* _TASK TO COMPLETE_: Send back exactly the lines from the opening line of the records below through the one with "Mark the falling water stream with a point.".

***** EXTRACTED ENTRIES

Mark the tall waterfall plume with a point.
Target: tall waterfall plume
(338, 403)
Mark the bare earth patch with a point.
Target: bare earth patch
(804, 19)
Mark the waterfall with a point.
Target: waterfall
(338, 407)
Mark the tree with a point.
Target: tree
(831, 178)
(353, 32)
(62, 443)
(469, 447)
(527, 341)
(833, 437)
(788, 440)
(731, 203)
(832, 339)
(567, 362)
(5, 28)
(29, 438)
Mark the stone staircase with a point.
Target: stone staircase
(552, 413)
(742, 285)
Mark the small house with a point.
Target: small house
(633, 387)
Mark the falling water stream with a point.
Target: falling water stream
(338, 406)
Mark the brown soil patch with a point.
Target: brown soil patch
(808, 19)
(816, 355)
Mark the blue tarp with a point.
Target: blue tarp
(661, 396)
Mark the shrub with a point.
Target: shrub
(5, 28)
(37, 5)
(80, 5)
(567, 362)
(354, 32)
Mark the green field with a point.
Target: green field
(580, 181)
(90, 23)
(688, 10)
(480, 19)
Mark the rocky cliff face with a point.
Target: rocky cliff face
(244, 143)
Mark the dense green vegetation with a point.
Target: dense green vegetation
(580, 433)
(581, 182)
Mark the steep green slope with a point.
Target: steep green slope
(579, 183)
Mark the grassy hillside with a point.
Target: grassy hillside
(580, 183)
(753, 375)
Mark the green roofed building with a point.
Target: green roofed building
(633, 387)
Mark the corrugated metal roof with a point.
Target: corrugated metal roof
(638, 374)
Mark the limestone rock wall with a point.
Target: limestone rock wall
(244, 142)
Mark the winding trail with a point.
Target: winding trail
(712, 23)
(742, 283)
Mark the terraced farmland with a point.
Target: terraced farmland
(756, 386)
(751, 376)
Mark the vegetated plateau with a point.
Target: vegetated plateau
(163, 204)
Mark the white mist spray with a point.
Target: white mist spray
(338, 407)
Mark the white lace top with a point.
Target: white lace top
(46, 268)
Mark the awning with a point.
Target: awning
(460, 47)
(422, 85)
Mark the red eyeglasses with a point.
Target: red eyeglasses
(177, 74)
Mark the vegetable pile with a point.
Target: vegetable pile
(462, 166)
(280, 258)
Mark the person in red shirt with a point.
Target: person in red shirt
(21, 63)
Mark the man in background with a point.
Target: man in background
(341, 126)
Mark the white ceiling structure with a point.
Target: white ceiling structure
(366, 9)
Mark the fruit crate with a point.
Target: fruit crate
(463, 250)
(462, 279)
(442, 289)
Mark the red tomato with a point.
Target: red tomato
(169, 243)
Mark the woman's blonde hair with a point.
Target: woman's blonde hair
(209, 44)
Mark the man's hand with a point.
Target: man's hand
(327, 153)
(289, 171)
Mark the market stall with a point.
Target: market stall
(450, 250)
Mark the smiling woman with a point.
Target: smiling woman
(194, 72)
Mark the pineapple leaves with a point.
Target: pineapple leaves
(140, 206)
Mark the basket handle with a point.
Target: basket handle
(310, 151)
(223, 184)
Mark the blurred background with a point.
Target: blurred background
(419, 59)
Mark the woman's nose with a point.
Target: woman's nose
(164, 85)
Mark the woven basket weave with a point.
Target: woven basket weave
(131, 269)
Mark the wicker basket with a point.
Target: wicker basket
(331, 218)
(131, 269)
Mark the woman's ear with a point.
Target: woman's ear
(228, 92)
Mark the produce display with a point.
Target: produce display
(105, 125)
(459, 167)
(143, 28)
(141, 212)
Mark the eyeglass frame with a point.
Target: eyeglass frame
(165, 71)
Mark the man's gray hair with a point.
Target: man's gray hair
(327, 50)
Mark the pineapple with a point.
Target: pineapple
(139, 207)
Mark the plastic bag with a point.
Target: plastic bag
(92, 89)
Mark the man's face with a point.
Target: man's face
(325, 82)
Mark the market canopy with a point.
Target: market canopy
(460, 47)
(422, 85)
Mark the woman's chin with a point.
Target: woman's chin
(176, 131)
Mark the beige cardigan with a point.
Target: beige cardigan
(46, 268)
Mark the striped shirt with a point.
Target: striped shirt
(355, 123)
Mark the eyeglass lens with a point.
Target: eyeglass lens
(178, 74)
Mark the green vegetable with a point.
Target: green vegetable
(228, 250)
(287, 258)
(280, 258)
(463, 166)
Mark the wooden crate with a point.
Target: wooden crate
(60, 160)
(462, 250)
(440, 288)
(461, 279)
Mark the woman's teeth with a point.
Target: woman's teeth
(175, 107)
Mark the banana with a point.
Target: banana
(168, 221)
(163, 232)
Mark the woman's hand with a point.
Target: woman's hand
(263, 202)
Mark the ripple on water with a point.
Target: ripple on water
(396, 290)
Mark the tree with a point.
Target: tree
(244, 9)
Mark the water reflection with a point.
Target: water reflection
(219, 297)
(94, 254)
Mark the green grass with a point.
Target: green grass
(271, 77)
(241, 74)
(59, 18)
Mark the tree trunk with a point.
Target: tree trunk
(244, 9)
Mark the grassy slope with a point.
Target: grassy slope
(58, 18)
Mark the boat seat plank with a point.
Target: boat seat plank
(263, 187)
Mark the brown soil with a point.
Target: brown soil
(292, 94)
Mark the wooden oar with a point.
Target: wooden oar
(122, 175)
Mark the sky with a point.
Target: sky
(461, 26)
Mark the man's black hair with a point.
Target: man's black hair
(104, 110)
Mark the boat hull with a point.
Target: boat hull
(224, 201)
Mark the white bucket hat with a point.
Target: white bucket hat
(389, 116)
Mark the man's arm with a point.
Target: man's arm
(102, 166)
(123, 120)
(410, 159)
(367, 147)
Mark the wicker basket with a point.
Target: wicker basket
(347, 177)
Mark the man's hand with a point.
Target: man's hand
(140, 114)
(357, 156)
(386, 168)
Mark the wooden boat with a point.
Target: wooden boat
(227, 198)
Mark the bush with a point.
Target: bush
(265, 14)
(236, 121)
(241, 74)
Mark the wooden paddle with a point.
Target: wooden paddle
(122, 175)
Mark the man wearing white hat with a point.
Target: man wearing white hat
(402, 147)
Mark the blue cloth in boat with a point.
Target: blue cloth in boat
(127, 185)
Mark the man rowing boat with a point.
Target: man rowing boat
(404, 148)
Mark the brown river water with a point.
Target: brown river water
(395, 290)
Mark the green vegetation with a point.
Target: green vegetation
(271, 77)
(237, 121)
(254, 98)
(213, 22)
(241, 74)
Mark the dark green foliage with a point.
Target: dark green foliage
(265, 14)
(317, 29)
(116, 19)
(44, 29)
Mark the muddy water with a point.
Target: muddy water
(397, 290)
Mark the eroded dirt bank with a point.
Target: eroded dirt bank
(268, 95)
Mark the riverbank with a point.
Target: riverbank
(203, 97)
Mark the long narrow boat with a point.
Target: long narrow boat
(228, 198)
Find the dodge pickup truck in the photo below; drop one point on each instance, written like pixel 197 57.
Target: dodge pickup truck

**********

* _ANSWER TO THE PROBLEM_:
Mark the tall waterfall plume with a point.
Target: tall waterfall plume
(338, 403)
Mark the bare earth patch with a point.
Target: bare earth patch
(804, 19)
Mark the waterfall with a point.
Target: waterfall
(338, 407)
Mark the tree with a point.
Target: tree
(831, 178)
(353, 32)
(62, 443)
(469, 447)
(527, 341)
(833, 437)
(788, 440)
(731, 203)
(832, 339)
(567, 362)
(5, 28)
(29, 438)
Mark the stone staircase with a point.
Target: stone staircase
(552, 413)
(742, 285)
Mark the small house with a point.
Target: small house
(633, 387)
Mark the falling water stream with a point.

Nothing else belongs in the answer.